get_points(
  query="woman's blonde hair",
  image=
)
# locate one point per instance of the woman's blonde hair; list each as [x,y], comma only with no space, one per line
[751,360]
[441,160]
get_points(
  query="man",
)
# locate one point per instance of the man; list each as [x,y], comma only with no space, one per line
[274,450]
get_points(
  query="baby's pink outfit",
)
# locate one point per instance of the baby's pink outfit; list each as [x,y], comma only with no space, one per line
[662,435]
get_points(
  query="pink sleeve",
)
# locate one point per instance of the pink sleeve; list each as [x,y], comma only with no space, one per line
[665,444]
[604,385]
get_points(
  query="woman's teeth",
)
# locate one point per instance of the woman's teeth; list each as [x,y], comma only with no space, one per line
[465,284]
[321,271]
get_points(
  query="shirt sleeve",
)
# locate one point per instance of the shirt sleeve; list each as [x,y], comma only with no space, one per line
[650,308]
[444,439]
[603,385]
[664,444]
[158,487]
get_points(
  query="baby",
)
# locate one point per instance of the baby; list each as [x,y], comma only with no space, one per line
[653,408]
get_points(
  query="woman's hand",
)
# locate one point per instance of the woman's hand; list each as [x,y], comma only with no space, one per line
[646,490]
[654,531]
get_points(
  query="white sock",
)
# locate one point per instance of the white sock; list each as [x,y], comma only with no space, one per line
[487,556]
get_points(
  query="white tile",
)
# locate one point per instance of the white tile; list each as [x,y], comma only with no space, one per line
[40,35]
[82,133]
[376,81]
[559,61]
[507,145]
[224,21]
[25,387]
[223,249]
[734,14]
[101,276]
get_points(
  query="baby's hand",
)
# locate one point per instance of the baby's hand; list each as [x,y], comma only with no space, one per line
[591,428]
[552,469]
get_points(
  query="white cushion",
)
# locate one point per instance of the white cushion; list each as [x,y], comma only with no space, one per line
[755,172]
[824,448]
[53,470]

▸ To do: Copy the listing above. Match every line exactly.

▸ Answer box:
get_points(
  query="woman's blonde hair",
  image=
)
# locate one point per instance of the woman's blonde hair; list each as [x,y], comma only with no space, one per line
[751,360]
[441,160]
get_points(
  query="man",
)
# locate one point per instance of the man; list each as [x,y], comma only with no space, one per line
[274,450]
get_points(
  query="baby's pink outfit",
)
# locate one point per instance of the baby's pink outfit; list each as [x,y], comma only with no space, one per line
[662,435]
get_points(
  query="pink sleeve",
)
# locate one point per instance of the pink sleeve; list each as [x,y], comma only with no space, one per line
[665,444]
[604,385]
get_points(
  query="woman's teeth",
)
# locate one point per instance of the woman's teeth; list each as [x,y], comma only with no space, one per line
[465,284]
[321,271]
get_points(
  query="shirt sleeve",
)
# locate one point per instance of the shirt sleeve; list each as [x,y], comma only with no space, one per line
[650,308]
[444,439]
[603,385]
[664,444]
[158,487]
get_points(
  query="baby",
)
# locate one point per instance of the baby; list each as [x,y], comma only with no space, one per line
[653,408]
get_points(
  query="woman's hand",
)
# locate one point per instance of the woman's hand; list each as [x,y], comma only with no space, one per line
[646,490]
[654,531]
get_points(
  query="white sock",
)
# locate one point per instance of the white sock; list each as [x,y], comma only with no space, one per line
[487,556]
get_points(
  query="white tile",
)
# locate one point per instance of the white tile; list each as [x,y], comma only with no space, one per line
[40,35]
[82,133]
[376,81]
[559,61]
[507,145]
[224,21]
[25,387]
[223,249]
[734,14]
[101,276]
get_points(
  query="baby's hand",
)
# locate one point per instance of the baby's hand; list each as [x,y], comma only with no space, one per line
[591,428]
[552,469]
get_points(
  query="white cushion",
)
# locate one point per instance of the white cushion; list each as [x,y], comma only with no space, one per line
[755,172]
[824,448]
[53,470]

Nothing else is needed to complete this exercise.